*Instructions for the task:* Scan the records below for the line containing "Target: green foliage" and the line containing "like x=976, y=720.". Copy both, plus every line between, exactly.

*The data:*
--------
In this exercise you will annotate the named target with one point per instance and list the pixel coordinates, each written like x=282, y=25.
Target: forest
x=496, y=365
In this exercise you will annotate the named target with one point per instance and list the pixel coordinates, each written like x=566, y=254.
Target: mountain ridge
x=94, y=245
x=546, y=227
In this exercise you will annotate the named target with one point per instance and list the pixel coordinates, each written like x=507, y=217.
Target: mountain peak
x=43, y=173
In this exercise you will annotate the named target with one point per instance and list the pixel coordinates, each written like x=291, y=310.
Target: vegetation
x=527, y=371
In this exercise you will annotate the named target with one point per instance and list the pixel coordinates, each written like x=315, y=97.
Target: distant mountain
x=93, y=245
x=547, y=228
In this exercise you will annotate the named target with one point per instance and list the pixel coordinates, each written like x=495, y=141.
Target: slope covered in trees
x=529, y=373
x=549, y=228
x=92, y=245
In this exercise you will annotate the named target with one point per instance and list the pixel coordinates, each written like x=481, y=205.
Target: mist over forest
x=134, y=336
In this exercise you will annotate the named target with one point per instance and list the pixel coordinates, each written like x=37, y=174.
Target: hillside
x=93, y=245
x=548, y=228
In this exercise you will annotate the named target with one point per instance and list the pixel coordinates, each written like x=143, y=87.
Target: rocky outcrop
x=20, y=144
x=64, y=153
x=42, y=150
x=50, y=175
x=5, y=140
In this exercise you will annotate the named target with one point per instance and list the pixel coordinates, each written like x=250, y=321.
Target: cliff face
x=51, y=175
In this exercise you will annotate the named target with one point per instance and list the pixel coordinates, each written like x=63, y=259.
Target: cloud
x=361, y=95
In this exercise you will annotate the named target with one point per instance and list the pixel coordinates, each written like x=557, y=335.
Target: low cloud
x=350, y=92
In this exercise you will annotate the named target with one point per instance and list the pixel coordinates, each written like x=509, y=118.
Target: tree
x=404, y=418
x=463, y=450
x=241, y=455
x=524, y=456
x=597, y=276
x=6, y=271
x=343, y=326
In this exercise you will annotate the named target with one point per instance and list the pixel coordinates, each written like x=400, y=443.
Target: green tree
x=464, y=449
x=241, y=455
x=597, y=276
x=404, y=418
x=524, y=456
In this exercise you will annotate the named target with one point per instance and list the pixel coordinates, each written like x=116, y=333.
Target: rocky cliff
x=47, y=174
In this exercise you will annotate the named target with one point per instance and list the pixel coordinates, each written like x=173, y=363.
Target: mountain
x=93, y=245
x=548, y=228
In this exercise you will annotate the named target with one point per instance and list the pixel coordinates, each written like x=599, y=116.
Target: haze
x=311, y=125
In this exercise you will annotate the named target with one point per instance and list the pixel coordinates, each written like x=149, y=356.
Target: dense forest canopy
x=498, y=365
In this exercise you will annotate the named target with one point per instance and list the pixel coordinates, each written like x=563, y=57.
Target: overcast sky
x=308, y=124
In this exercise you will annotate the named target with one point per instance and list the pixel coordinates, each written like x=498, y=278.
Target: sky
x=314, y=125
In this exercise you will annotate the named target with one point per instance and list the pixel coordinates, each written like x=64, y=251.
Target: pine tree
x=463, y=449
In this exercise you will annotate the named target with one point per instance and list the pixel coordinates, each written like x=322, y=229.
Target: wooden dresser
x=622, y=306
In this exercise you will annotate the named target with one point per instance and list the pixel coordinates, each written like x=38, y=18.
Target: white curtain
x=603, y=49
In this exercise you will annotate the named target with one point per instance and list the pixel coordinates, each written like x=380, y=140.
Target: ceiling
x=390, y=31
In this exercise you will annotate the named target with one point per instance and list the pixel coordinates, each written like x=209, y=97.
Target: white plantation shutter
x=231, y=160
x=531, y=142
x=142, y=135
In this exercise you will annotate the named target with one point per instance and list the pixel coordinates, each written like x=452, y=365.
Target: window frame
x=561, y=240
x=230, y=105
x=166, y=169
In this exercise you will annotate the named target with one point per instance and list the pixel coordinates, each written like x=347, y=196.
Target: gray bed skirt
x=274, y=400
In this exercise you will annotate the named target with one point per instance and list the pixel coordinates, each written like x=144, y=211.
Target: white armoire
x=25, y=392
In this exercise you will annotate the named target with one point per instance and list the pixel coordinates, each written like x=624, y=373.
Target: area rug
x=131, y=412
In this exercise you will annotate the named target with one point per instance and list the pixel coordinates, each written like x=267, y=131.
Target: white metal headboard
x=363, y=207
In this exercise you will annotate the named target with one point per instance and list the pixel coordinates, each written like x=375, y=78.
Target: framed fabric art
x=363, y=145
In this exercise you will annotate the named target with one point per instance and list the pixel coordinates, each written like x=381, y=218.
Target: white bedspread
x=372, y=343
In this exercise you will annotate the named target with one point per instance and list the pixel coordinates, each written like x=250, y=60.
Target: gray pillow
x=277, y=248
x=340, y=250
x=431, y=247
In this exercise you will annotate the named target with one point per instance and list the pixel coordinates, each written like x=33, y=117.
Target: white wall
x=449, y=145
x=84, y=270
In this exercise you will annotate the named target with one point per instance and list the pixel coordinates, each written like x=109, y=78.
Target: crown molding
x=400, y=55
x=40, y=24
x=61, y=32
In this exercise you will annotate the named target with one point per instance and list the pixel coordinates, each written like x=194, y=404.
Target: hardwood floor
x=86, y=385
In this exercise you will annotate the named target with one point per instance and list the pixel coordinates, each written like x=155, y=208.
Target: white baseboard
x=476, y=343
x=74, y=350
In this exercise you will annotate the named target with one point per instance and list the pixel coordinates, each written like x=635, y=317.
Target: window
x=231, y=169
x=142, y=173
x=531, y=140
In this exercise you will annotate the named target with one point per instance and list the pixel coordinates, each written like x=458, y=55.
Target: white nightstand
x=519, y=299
--------
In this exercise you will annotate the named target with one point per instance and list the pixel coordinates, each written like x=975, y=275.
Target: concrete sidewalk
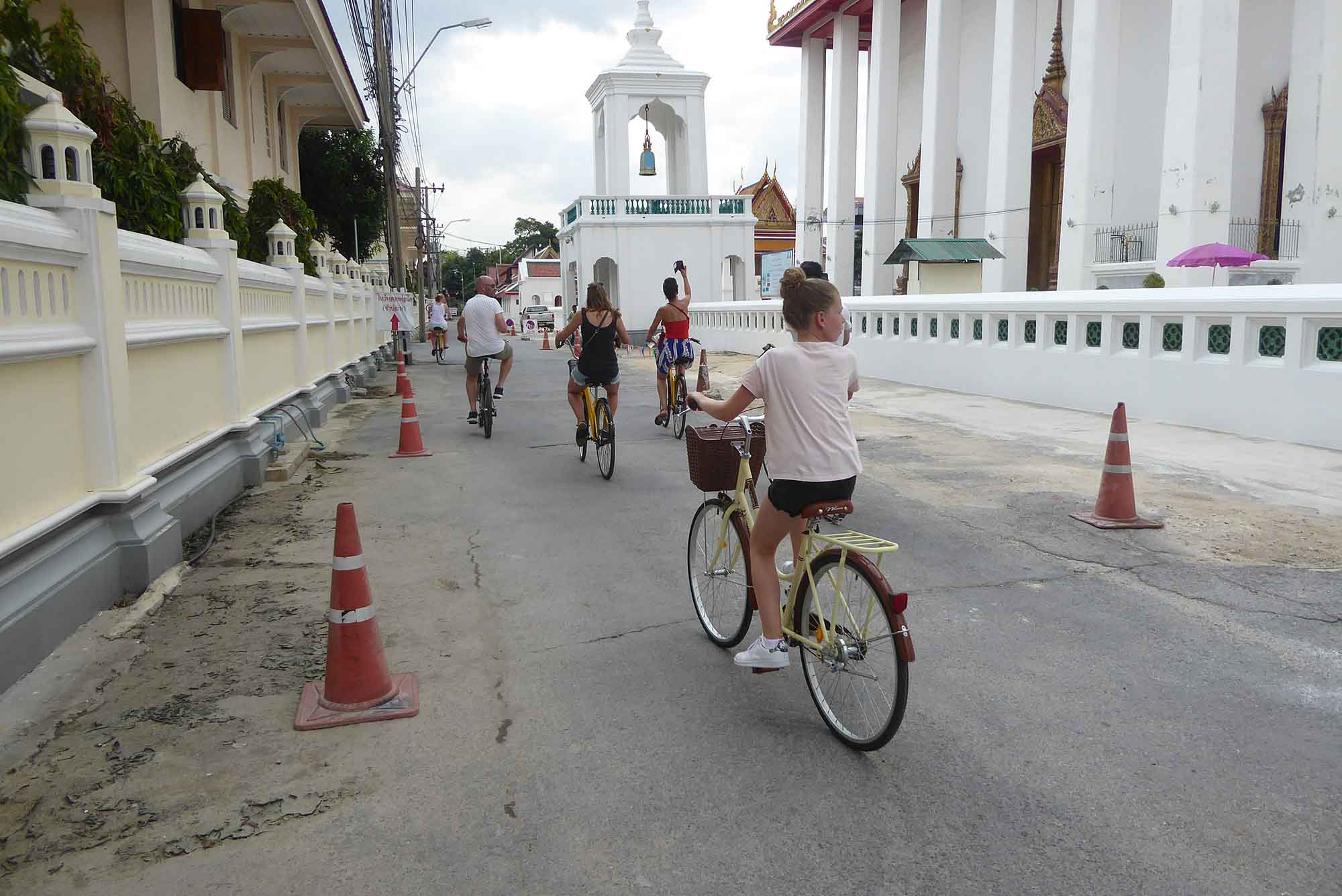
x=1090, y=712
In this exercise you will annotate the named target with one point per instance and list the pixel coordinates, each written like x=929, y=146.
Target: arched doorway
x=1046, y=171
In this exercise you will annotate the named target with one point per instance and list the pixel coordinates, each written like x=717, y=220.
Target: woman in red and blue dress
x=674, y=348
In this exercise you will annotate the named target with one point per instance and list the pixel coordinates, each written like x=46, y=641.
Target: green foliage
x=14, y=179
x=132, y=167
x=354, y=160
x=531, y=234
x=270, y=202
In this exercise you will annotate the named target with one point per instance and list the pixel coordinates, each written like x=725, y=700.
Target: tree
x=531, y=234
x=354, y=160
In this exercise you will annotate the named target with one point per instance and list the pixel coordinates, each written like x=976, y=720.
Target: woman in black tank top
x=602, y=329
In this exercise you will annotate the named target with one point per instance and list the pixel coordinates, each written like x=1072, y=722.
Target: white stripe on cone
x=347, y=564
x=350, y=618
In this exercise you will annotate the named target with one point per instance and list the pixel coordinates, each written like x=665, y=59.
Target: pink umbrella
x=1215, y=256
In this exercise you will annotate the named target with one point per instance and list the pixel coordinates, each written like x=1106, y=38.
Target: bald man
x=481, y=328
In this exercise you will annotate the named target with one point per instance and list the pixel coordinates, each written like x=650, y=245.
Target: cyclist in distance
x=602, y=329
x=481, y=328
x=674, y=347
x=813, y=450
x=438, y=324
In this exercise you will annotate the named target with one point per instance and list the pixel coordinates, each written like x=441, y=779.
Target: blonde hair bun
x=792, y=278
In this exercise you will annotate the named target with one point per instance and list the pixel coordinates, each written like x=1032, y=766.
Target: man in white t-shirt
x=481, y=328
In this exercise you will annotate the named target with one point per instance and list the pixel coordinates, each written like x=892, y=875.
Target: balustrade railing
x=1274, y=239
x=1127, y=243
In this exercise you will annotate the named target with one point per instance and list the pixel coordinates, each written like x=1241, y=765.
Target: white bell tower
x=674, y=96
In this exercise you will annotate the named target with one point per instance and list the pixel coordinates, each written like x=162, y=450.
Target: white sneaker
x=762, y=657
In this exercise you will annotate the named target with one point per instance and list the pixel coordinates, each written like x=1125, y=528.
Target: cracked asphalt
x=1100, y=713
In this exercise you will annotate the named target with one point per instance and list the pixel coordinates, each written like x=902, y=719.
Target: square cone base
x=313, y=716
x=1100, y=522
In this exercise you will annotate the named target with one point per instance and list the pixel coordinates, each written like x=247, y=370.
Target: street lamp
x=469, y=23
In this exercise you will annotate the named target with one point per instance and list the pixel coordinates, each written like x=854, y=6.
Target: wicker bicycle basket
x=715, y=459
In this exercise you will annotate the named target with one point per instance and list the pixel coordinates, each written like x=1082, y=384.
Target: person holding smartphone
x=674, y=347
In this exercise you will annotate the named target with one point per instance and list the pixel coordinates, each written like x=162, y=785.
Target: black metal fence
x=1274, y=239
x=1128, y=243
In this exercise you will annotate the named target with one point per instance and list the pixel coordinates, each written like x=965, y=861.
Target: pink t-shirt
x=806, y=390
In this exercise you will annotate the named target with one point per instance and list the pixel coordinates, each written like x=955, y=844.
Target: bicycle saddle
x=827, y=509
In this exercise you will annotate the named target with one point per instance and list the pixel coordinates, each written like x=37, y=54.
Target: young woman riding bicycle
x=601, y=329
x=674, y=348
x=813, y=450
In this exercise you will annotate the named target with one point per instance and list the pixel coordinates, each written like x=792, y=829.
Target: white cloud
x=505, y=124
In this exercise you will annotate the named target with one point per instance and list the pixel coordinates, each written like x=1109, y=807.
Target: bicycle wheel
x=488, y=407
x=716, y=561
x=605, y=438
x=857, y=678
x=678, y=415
--------
*Task answer:*
Target: green foliage
x=14, y=179
x=132, y=167
x=354, y=160
x=531, y=234
x=270, y=202
In this exercise you will annotate the named target with one point per instance and list the pixel coordinates, each written like x=725, y=700.
Target: tree
x=531, y=234
x=354, y=160
In this exercise you will annotate the named target with one point per instance and list the pixel coordinates, each written like x=976, y=720.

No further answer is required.